Short task
Echo every line of the data below, from the line containing "Target: water droplet" down to the line containing "x=303 y=123", with both of those lines included.

Provided data
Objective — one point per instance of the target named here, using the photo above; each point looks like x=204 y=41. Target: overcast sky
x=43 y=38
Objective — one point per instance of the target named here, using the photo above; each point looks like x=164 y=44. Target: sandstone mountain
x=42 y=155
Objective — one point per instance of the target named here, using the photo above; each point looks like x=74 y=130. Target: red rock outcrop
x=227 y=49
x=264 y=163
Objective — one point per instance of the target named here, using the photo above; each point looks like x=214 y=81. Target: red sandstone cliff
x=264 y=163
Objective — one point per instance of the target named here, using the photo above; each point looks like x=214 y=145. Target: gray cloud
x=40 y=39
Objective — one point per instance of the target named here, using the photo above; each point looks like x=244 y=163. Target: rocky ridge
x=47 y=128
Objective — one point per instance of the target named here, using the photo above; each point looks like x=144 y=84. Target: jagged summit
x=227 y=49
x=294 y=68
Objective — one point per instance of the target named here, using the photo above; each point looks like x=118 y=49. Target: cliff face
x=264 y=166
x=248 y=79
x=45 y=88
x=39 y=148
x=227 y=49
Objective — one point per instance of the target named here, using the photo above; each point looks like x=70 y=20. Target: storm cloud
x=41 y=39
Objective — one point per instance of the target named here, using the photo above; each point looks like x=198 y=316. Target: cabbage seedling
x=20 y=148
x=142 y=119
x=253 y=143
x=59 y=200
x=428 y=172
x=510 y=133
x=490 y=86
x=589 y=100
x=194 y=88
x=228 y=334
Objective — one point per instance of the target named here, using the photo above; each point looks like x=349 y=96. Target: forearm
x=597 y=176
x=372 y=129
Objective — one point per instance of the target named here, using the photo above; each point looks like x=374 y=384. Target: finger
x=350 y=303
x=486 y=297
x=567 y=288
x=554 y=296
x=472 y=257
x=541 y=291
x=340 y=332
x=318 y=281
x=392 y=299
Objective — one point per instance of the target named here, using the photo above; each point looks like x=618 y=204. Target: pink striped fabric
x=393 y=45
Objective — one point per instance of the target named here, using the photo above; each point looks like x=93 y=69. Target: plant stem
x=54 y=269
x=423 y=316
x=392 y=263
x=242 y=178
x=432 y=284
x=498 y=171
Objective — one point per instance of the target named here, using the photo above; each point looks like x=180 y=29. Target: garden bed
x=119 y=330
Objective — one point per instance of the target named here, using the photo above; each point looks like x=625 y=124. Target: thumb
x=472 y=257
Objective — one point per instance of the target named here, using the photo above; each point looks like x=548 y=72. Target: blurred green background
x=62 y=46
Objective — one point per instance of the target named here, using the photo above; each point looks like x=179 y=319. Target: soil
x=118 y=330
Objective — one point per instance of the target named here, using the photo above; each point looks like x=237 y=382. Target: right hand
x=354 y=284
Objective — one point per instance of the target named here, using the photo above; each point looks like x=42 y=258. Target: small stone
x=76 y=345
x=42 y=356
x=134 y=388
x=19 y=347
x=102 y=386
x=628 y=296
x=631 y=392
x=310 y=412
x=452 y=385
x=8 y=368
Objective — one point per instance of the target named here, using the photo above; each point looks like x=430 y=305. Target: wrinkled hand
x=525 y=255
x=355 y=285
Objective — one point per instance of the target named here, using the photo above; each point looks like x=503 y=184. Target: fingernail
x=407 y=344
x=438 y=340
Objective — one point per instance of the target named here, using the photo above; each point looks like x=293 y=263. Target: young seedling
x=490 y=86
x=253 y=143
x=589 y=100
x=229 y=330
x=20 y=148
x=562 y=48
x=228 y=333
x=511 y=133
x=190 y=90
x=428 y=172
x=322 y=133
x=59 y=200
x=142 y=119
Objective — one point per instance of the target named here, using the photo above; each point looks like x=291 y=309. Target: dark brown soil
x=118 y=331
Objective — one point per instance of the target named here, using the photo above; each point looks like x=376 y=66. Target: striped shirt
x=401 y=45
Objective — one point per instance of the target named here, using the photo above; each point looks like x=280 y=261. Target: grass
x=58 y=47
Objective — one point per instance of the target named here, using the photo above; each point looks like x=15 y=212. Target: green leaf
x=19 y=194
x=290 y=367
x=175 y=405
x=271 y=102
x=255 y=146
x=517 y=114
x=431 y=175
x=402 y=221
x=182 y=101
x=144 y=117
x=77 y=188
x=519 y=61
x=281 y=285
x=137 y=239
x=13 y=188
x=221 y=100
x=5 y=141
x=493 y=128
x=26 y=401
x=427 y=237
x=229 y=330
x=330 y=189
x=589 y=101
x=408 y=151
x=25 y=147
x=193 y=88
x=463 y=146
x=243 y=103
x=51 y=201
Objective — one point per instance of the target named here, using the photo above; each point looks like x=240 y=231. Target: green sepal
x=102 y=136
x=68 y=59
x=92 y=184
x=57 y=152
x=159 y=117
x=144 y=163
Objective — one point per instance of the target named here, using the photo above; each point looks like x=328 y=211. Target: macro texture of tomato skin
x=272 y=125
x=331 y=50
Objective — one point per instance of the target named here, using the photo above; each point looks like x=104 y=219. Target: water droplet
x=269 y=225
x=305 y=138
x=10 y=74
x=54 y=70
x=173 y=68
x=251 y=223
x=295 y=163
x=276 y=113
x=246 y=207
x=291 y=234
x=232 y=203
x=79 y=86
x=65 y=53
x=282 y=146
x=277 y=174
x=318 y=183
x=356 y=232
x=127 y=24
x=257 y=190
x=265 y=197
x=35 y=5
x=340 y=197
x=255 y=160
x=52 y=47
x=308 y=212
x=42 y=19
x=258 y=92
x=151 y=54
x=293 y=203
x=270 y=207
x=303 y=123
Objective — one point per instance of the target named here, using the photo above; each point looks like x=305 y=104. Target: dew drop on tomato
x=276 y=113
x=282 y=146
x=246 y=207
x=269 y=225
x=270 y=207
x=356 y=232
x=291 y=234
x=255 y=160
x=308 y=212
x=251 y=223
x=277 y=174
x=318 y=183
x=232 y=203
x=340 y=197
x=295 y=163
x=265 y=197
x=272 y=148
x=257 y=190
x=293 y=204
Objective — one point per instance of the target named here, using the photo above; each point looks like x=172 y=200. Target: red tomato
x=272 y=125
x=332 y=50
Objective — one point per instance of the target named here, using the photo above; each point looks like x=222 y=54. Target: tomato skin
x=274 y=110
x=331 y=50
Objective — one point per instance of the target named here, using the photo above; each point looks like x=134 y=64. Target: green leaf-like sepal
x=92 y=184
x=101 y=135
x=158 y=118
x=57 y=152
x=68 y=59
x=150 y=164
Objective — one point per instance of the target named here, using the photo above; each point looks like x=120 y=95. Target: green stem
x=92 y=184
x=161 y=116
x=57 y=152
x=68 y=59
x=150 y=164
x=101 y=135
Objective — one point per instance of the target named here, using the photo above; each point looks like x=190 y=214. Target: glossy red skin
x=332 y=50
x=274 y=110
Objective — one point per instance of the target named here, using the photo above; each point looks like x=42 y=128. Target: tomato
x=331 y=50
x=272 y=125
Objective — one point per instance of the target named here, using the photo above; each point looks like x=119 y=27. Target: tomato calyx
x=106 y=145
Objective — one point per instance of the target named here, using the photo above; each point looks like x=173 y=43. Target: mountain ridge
--
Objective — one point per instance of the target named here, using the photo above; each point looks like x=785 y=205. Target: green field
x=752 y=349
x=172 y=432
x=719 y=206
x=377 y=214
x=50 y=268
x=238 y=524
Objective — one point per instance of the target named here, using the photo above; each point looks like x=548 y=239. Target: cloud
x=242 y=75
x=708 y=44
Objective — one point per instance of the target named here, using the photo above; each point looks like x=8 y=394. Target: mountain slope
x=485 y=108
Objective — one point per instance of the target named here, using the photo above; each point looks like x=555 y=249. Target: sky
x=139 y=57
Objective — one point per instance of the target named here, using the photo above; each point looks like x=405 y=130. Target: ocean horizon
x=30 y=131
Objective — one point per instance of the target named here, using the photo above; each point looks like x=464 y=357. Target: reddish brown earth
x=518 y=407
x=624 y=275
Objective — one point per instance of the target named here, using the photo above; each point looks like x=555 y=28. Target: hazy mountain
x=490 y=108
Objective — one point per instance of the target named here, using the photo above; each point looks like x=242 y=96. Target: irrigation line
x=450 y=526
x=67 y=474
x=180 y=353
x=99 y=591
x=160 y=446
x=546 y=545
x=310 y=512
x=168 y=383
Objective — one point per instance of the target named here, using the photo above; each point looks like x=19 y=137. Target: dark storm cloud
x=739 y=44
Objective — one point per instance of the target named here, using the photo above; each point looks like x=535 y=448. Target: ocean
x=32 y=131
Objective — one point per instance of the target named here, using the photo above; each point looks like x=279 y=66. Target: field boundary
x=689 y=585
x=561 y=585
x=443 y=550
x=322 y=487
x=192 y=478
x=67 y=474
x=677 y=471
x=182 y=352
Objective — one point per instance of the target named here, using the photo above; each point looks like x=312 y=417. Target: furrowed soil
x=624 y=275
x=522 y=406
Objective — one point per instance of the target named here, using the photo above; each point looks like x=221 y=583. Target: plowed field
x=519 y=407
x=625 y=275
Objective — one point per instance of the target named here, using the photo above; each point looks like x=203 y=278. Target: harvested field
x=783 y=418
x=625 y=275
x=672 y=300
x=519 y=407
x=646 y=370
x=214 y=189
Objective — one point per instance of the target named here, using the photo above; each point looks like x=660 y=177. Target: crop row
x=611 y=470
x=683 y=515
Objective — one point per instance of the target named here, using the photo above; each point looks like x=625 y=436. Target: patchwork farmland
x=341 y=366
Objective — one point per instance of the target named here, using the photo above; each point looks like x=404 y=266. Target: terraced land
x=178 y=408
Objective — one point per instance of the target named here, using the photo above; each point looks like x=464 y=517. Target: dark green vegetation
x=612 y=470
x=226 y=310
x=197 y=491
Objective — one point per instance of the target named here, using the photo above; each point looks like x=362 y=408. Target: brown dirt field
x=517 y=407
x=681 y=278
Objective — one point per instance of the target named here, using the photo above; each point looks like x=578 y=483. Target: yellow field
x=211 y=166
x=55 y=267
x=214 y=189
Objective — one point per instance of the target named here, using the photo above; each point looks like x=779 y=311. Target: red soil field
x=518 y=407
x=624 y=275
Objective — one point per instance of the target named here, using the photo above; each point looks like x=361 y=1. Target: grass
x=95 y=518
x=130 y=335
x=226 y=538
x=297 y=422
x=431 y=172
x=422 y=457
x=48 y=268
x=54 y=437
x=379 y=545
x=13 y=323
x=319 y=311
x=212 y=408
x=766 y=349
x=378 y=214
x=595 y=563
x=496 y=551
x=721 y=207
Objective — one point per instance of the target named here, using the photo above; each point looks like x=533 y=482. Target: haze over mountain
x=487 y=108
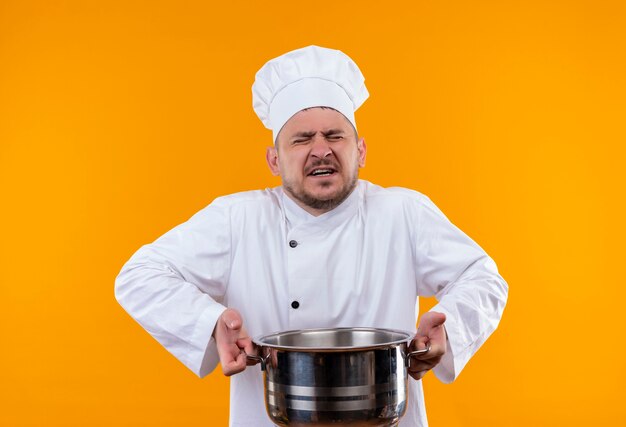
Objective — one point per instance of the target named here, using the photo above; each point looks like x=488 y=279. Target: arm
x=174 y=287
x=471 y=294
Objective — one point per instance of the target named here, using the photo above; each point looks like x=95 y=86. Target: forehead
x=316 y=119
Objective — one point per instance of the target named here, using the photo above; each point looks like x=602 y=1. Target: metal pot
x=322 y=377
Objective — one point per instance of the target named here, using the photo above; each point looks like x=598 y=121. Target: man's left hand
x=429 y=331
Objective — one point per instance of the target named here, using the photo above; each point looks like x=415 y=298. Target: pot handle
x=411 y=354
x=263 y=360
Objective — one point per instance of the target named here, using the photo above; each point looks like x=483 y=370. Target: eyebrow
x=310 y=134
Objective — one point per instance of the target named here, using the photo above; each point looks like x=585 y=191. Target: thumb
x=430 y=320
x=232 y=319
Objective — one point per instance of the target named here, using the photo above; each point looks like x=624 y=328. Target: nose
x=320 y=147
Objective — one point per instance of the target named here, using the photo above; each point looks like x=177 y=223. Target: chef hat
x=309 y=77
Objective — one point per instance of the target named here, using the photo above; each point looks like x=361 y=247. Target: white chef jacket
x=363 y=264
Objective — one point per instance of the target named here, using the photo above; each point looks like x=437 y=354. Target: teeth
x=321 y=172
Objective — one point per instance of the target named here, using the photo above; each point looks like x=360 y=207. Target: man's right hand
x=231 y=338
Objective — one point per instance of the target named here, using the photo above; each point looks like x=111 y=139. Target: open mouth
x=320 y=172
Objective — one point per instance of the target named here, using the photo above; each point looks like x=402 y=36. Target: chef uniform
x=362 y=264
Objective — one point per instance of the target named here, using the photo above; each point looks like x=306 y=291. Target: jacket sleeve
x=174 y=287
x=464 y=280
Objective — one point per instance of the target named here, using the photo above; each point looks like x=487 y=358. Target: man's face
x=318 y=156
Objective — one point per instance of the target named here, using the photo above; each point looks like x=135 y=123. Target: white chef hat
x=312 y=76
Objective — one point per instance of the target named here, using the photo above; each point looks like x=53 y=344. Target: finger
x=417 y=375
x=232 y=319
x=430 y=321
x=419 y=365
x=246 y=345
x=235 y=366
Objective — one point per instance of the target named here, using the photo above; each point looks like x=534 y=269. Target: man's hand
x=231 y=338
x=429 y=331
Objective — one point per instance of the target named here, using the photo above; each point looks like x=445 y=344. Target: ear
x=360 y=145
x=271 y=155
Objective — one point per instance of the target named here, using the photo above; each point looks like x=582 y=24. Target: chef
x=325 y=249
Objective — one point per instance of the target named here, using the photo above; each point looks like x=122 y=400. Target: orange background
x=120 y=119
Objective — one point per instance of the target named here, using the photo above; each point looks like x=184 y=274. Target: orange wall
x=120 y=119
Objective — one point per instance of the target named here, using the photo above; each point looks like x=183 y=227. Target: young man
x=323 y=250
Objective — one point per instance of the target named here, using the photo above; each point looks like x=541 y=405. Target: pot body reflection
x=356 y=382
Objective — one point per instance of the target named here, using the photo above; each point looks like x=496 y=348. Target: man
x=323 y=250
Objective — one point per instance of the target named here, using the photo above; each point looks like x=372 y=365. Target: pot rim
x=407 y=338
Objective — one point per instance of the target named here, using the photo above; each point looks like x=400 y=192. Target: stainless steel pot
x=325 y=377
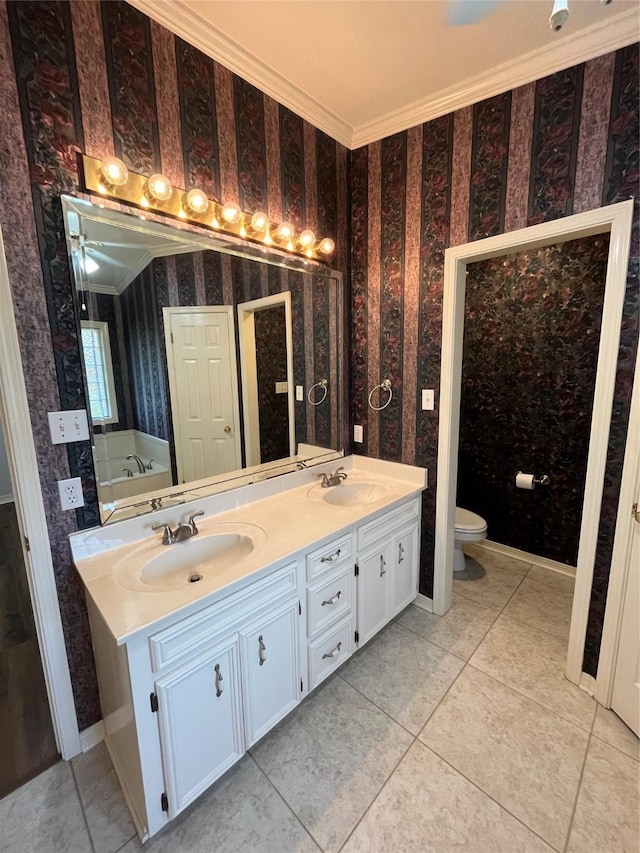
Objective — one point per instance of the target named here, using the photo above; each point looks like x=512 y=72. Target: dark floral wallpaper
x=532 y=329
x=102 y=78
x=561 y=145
---
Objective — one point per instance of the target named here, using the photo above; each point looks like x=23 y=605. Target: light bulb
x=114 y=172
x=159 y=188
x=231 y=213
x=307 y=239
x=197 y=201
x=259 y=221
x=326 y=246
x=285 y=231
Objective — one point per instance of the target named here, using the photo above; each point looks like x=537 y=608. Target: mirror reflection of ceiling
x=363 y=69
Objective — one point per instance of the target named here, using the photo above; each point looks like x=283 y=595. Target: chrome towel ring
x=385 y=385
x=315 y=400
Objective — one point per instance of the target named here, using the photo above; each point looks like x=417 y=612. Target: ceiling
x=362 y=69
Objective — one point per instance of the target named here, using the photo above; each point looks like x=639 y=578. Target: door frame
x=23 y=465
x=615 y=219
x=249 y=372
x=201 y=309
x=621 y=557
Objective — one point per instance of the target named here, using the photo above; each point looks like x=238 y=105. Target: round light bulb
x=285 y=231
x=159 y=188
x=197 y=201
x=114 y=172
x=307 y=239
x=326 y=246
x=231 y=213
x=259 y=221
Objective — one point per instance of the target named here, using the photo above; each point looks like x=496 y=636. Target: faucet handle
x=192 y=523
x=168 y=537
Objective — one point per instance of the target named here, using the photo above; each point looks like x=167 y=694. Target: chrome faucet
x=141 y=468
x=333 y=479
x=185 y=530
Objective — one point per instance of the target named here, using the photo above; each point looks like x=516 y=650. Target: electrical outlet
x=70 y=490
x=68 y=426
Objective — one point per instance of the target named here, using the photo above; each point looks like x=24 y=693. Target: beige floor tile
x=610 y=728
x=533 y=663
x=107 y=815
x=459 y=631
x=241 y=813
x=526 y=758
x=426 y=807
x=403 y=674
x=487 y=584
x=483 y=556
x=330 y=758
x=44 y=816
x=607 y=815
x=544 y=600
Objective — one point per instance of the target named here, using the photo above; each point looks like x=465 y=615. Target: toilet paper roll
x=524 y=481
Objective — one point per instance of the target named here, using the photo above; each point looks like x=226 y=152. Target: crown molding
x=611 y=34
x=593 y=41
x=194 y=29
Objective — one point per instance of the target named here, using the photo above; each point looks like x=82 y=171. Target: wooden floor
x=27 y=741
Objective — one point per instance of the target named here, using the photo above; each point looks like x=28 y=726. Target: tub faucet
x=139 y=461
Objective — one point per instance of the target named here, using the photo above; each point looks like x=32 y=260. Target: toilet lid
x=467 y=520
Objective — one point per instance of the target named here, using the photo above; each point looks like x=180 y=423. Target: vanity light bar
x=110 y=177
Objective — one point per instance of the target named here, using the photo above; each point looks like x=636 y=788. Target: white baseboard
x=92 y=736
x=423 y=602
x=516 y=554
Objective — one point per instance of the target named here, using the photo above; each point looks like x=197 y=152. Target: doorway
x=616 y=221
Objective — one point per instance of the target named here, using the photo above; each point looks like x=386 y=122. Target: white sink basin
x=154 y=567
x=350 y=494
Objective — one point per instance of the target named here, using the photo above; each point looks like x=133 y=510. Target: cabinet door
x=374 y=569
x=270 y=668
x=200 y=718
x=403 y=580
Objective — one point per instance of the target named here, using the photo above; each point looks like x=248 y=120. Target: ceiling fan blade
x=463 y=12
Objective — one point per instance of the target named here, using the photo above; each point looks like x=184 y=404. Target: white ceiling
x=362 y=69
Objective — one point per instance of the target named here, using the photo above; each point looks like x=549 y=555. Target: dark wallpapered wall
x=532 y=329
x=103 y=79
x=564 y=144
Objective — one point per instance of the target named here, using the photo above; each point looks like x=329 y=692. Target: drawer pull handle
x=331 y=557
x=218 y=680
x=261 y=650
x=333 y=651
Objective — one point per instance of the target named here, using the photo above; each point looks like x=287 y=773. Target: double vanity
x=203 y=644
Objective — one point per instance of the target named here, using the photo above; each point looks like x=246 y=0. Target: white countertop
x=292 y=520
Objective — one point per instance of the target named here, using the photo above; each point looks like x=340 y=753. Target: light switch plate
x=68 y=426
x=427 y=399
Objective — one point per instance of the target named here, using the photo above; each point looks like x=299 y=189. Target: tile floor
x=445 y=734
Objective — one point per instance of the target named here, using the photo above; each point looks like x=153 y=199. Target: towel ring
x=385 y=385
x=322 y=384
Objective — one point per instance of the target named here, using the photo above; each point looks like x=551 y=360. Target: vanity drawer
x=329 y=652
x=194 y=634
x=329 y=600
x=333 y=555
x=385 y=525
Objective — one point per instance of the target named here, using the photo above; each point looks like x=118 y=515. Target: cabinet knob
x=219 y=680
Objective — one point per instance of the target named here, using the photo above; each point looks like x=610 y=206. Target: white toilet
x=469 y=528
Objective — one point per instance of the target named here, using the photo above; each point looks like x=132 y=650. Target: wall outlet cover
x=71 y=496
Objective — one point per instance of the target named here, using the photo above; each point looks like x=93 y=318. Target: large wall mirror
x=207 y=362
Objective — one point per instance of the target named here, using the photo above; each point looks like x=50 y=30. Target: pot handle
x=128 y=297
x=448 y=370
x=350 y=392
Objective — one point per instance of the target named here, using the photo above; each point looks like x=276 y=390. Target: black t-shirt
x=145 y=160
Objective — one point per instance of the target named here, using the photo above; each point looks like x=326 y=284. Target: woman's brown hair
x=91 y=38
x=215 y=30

Answer for the task
Objective — one point per instance of the target named here, using the photo above; each point looks like x=104 y=219. Target: water droplet
x=269 y=225
x=305 y=138
x=10 y=74
x=54 y=70
x=173 y=68
x=251 y=223
x=295 y=163
x=276 y=113
x=246 y=207
x=291 y=234
x=232 y=203
x=79 y=86
x=65 y=53
x=282 y=146
x=277 y=174
x=318 y=183
x=356 y=232
x=127 y=24
x=257 y=190
x=265 y=197
x=35 y=5
x=340 y=197
x=255 y=160
x=52 y=47
x=308 y=212
x=42 y=19
x=258 y=92
x=151 y=54
x=293 y=203
x=270 y=207
x=303 y=123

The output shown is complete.